# Tarefa
Na reportagem sobre o teto de gastos, que cargo ocupa Jeróme Cadier?

# Texto fornecido
--------------------------------------------------

BRASÍLIA, DF (FOLHAPRESS) – Antes de pensar em furar o teto de gastos, que limita o aumento de boa parte das despesas públicas à inflação, o governo federal deveria “cortar a própria carne” e promover uma reforma administrativa que acabasse com os privilégios.
Esta seria a maneira mais eficiente de manter o auxílio aos mais pobres, sem adotar medidas que acabam gerando o aumento do Risco Brasil. Essa é a opinião de empresários da indústria, varejo e serviços ouvidos pela reportagem.
Parte deles avalia ainda que a proposta do ministro Paulo Guedes (Economia) para furar o teto de gastos a fim de financiar o programa que vai substituir o Bolsa Família, o Auxílio Brasil, é puramente “eleitoreira”, sob medida para enfrentar a queda de popularidade do presidente Jair Bolsonaro (sem partido) às vésperas do ano eleitoral. A iniciativa deve afugentar os investimentos estrangeiros, tendo em vista a insegurança frente ao aumento do déficit fiscal.
“O que o Brasil precisa agora é de um movimento na direção contrária [à proposta de Guedes]”, diz Jeróme Cadier, presidente da Latam Brasil. Na opinião do executivo da companhia aérea -que tem boa parte das suas dívidas em dólar, moeda que beirou os R$ 5,70 nesta quinta-feira (21), em reação à fala de Guedes -, o país precisa encontrar maneiras de ser mais eficiente.
“É preciso que o Brasil gaste menos e, dentro do teto, consiga direcionar o auxílio que a população precisa”, afirma Cadier. “Não uma permissão para furar o teto, sem reduzir os gastos”.

--------------------------------------------------

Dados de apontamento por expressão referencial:
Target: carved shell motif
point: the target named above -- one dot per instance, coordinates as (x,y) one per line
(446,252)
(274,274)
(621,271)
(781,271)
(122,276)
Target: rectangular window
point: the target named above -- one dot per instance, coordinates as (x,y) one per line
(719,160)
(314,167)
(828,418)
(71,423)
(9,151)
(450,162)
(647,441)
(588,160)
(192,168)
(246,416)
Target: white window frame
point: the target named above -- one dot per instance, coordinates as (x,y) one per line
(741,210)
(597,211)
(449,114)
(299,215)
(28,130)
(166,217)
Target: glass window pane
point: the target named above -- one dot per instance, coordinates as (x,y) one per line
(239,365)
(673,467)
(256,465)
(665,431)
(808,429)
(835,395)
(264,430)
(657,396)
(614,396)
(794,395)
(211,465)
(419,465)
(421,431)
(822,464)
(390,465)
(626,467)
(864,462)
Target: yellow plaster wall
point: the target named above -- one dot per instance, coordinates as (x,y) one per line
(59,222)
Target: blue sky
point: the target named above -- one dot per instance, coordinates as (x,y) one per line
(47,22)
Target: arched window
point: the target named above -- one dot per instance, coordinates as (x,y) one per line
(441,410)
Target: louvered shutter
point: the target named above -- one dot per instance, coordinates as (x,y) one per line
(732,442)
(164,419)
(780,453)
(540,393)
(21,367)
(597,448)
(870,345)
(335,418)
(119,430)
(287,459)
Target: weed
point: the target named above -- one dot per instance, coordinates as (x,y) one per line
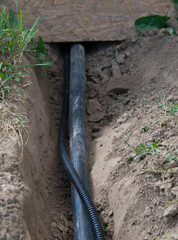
(149,22)
(173,202)
(172,155)
(145,129)
(15,39)
(169,111)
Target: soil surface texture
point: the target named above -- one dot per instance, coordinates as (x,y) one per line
(132,143)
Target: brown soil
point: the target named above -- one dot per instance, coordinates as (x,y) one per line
(121,92)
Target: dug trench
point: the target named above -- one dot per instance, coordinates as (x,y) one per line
(126,83)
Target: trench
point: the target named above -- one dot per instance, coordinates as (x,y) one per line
(48,206)
(109,116)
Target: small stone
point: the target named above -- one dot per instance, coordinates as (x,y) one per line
(172,210)
(121,58)
(62,228)
(147,212)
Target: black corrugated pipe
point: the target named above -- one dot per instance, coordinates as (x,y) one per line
(78,138)
(74,176)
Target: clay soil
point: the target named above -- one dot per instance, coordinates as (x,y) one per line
(132,145)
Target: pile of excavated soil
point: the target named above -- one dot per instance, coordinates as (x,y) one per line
(135,195)
(126,90)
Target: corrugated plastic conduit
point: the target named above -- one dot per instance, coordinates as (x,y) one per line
(83,208)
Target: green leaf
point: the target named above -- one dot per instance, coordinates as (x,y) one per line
(152,21)
(13,21)
(175,1)
(172,32)
(2,75)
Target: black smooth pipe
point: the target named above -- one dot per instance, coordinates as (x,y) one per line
(78,138)
(75,179)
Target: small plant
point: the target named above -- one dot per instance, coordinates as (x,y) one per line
(169,111)
(145,129)
(15,39)
(149,22)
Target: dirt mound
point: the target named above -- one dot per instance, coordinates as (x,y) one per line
(133,136)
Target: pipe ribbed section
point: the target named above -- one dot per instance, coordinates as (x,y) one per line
(75,179)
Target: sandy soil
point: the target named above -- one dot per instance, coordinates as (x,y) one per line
(124,80)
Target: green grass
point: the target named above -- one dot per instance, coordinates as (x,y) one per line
(143,149)
(15,40)
(169,111)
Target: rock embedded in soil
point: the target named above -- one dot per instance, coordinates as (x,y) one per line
(171,210)
(95,110)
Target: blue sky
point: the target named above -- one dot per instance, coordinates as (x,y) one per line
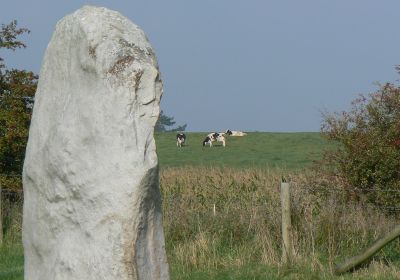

--------------------------------------------------

# Resposta
Presidente da Latam Brasil.